Coordinate annotation records

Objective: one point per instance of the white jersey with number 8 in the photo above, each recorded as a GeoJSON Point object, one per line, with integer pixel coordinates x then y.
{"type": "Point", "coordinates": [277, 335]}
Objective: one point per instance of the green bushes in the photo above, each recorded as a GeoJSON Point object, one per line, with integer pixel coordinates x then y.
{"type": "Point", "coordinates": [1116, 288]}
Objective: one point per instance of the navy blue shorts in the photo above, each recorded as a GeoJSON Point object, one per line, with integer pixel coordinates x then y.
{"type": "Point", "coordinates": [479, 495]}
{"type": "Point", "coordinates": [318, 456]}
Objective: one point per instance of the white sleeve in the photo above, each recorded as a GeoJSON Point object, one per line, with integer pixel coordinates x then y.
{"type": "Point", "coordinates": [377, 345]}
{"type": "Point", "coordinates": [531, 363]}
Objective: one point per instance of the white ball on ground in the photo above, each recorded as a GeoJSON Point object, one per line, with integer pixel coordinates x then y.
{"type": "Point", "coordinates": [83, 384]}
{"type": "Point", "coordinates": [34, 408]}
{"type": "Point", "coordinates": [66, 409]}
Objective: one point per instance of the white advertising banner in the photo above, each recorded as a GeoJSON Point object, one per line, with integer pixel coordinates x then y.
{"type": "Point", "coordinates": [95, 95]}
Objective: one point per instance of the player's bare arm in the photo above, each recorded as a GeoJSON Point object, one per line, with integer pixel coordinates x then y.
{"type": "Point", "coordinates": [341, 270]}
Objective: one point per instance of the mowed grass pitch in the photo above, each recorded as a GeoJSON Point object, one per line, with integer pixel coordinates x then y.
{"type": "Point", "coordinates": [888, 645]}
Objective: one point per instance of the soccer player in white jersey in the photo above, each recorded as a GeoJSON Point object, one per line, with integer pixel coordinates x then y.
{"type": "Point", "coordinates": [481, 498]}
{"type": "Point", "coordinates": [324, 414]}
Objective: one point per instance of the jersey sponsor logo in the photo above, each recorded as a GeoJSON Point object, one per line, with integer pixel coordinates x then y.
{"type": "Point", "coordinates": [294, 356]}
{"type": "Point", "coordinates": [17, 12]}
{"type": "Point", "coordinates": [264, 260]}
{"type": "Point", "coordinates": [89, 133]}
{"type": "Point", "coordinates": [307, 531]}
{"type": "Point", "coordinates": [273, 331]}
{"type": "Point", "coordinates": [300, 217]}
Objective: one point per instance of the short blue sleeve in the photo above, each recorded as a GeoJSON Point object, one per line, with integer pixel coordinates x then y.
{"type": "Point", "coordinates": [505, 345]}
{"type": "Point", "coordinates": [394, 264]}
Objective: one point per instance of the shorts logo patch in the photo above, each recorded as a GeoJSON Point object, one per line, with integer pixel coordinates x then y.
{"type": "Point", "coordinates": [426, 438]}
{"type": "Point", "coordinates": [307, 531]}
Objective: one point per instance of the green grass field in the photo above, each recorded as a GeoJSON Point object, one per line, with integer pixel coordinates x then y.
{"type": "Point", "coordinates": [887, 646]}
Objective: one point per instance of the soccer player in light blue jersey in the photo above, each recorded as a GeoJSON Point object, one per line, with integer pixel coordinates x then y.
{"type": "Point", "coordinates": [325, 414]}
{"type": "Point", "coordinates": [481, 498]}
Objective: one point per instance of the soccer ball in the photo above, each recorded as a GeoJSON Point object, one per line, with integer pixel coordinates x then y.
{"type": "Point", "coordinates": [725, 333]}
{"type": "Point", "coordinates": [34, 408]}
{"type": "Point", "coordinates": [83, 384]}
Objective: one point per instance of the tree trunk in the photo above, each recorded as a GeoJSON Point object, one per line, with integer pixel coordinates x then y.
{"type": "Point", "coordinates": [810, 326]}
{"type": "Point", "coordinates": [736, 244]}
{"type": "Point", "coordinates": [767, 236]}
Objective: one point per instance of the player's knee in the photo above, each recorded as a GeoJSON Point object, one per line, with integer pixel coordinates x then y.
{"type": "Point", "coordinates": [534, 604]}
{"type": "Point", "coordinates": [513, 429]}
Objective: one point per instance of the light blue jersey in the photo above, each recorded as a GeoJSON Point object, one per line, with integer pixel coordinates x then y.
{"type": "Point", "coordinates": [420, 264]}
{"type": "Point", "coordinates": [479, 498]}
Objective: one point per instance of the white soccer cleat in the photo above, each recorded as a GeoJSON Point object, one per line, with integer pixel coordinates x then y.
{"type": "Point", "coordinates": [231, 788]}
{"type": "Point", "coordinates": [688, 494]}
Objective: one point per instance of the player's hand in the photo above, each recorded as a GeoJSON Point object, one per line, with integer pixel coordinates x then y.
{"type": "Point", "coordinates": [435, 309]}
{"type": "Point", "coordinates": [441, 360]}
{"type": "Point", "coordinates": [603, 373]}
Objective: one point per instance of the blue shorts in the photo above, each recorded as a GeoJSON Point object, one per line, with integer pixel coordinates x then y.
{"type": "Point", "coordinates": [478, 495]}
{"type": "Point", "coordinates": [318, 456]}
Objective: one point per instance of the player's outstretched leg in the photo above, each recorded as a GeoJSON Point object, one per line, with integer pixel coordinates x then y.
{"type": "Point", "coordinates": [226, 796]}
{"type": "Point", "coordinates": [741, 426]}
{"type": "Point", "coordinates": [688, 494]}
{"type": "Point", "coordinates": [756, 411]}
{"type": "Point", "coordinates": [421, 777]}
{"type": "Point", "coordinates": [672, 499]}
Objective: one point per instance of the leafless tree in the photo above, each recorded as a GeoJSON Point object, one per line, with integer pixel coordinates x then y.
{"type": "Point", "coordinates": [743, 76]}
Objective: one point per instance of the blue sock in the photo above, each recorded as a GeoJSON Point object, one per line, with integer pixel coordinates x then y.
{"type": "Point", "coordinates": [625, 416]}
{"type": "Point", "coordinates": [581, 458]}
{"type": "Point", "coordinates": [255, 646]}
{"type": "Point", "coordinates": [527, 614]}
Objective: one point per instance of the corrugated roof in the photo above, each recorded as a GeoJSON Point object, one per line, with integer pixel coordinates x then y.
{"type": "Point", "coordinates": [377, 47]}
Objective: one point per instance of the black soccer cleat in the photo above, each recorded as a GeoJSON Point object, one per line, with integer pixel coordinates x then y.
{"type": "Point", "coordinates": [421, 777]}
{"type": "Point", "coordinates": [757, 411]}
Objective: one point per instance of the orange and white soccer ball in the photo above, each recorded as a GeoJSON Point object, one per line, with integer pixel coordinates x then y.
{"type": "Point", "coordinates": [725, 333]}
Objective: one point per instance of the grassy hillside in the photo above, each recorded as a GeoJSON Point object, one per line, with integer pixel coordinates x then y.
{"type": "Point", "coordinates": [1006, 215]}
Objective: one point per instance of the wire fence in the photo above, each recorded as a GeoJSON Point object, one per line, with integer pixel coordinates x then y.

- Required work -
Repeat the data above exactly.

- Final result -
Objective: one point per instance of the white jersey with number 8 in the photo above, each recorded as a GeoJSON Point object, one per line, with integer pixel coordinates x then y.
{"type": "Point", "coordinates": [277, 335]}
Objective: one point per instance of the green bushes in the photo above, each recorded as a GeoJSON Point object, one per line, with integer pixel coordinates x then y.
{"type": "Point", "coordinates": [1116, 288]}
Objective: one point per instance of the navy blue shorts in the photo above, each recorded as a GeoJSON Point object, one per line, with integer pixel coordinates x then y.
{"type": "Point", "coordinates": [479, 495]}
{"type": "Point", "coordinates": [318, 456]}
Objective: one point per instance of the white sleeve in the photo above, each recorded as a GeoJSON Point object, one per line, with integer pixel coordinates x then y.
{"type": "Point", "coordinates": [377, 345]}
{"type": "Point", "coordinates": [531, 363]}
Objective: one point per instance of the white ball on ground in the photo above, each recorded as a GeoJSON Point object, one per line, with integer pixel coordinates x then y.
{"type": "Point", "coordinates": [83, 384]}
{"type": "Point", "coordinates": [34, 408]}
{"type": "Point", "coordinates": [66, 409]}
Objective: one point per instance of the white advertising banner in the photo above, each recorded as a GeoJSON Point object, one per line, with integer pixel coordinates x then y.
{"type": "Point", "coordinates": [95, 95]}
Objective: one point per instance of the player's bare arm in the photo above, each recorded as a GeoJSON Point object, one per line, with integer pixel coordinates x then y.
{"type": "Point", "coordinates": [341, 270]}
Objective: one point per instance of the mowed grass pitch in the photo above, each recorded as a GeoJSON Point object, one per line, with integer pixel coordinates x then y.
{"type": "Point", "coordinates": [888, 645]}
Objective: one point per instance of the soccer player in white jersey in the photo above, each recorded as a GeoJSON Point object, one per line, with integer pixel coordinates x then y.
{"type": "Point", "coordinates": [481, 498]}
{"type": "Point", "coordinates": [324, 414]}
Objective: one point per instance of the jersey sponsor logo in the photo above, each recorded as a GeoJSON Point object, one per line, with integer pixel coordinates x then y.
{"type": "Point", "coordinates": [294, 356]}
{"type": "Point", "coordinates": [17, 12]}
{"type": "Point", "coordinates": [264, 260]}
{"type": "Point", "coordinates": [89, 133]}
{"type": "Point", "coordinates": [307, 531]}
{"type": "Point", "coordinates": [273, 331]}
{"type": "Point", "coordinates": [300, 217]}
Objective: one point per instance of the short blue sleeve in the photo above, each recorded as a GeoJSON Point object, one per line, with integer pixel coordinates x then y.
{"type": "Point", "coordinates": [505, 345]}
{"type": "Point", "coordinates": [394, 264]}
Objective: one point per instance of the shorts logo patch in the photo above, each recorded as a GeoJSON Point object, one per line, with integer pixel coordinates x then y.
{"type": "Point", "coordinates": [426, 438]}
{"type": "Point", "coordinates": [307, 531]}
Objective: one point per instance of the green grass field in the photo above, each recorded as a GeoJSON Point object, one per line, with integer pixel coordinates x then y.
{"type": "Point", "coordinates": [887, 646]}
Objective: one point per instance of the soccer player in light blue jersey in the photo above, each recorded as a GeoJSON Point object, one per line, with integer pixel coordinates x then y.
{"type": "Point", "coordinates": [325, 414]}
{"type": "Point", "coordinates": [481, 498]}
Objective: one point per instance of the soccer ball in the photo above, each recorded as a GeoJSON Point object, one per line, with integer pixel coordinates x then y.
{"type": "Point", "coordinates": [725, 333]}
{"type": "Point", "coordinates": [34, 408]}
{"type": "Point", "coordinates": [83, 384]}
Objective: one point per instance of the tree trunk in the photo above, each recorded as a GeoJSON Point object, one per line, with integer pixel coordinates x then y.
{"type": "Point", "coordinates": [810, 326]}
{"type": "Point", "coordinates": [736, 244]}
{"type": "Point", "coordinates": [767, 236]}
Objective: one point per instance of the player's knee in the photo above, each recorded as a GeoJSON Point object, one per line, with integer pixel coordinates x then y.
{"type": "Point", "coordinates": [534, 604]}
{"type": "Point", "coordinates": [513, 429]}
Objective: one point per instance of the light blue jersey in the photo above, each recorded as a GeoJSON Point object, one per line, with integer pixel coordinates x then y.
{"type": "Point", "coordinates": [420, 264]}
{"type": "Point", "coordinates": [479, 498]}
Objective: one point per instance of the white soccer cleat in the photo above, each recorded as a GeoJSON Point object, one per line, with integer pixel coordinates x then y.
{"type": "Point", "coordinates": [231, 788]}
{"type": "Point", "coordinates": [688, 494]}
Objective: one point per instance of the player's hand in the photo above, each recorded as a GeoJSON Point object, one per line, with integer pixel coordinates x then y.
{"type": "Point", "coordinates": [435, 309]}
{"type": "Point", "coordinates": [441, 360]}
{"type": "Point", "coordinates": [603, 373]}
Objective: one point per instance of the blue shorts in the photo above, each recorded as a GeoJSON Point object, one per line, with integer pixel coordinates x then y.
{"type": "Point", "coordinates": [478, 495]}
{"type": "Point", "coordinates": [318, 456]}
Objective: one point per instance of the player's outstretched leg in the photo above, each recorded as a GeoJSON Point object, one per line, with integer pixel coordinates x then y.
{"type": "Point", "coordinates": [226, 796]}
{"type": "Point", "coordinates": [741, 426]}
{"type": "Point", "coordinates": [688, 494]}
{"type": "Point", "coordinates": [756, 411]}
{"type": "Point", "coordinates": [421, 777]}
{"type": "Point", "coordinates": [672, 499]}
Objective: one point per instance of the leafless tree in the photo above, each recorded as a GeoJSON Point object, one per line, with integer pixel coordinates x then y.
{"type": "Point", "coordinates": [743, 76]}
Objective: one point per instance of the blue sock in the photo above, each recorded as a GeoJSON Point object, one per line, with integer pixel coordinates x then y.
{"type": "Point", "coordinates": [625, 416]}
{"type": "Point", "coordinates": [581, 458]}
{"type": "Point", "coordinates": [255, 646]}
{"type": "Point", "coordinates": [527, 614]}
Objective: one point per instance of the corrugated roof in the photo above, each recorded as a GeoJSON Point object, one per line, with integer pixel coordinates x then y.
{"type": "Point", "coordinates": [377, 47]}
Objective: one point per instance of the black soccer cleat in the photo above, each recorded as a GeoJSON Point object, one per line, with integer pixel coordinates x then y.
{"type": "Point", "coordinates": [421, 777]}
{"type": "Point", "coordinates": [757, 411]}
Objective: one point per instance of the orange and white soccer ball in the photo above, each recorded as a GeoJSON Point object, one per line, with integer pixel coordinates x then y.
{"type": "Point", "coordinates": [725, 333]}
Objective: one point per instance of the grassy hillside in the photo above, each recorded as a GeoJSON Point object, one per line, with integer pixel coordinates x then y.
{"type": "Point", "coordinates": [1006, 215]}
Objective: one point per instance of the wire fence in the photo above, each recorded as a GeoJSON Point object, one per line, with integer pixel coordinates x then y.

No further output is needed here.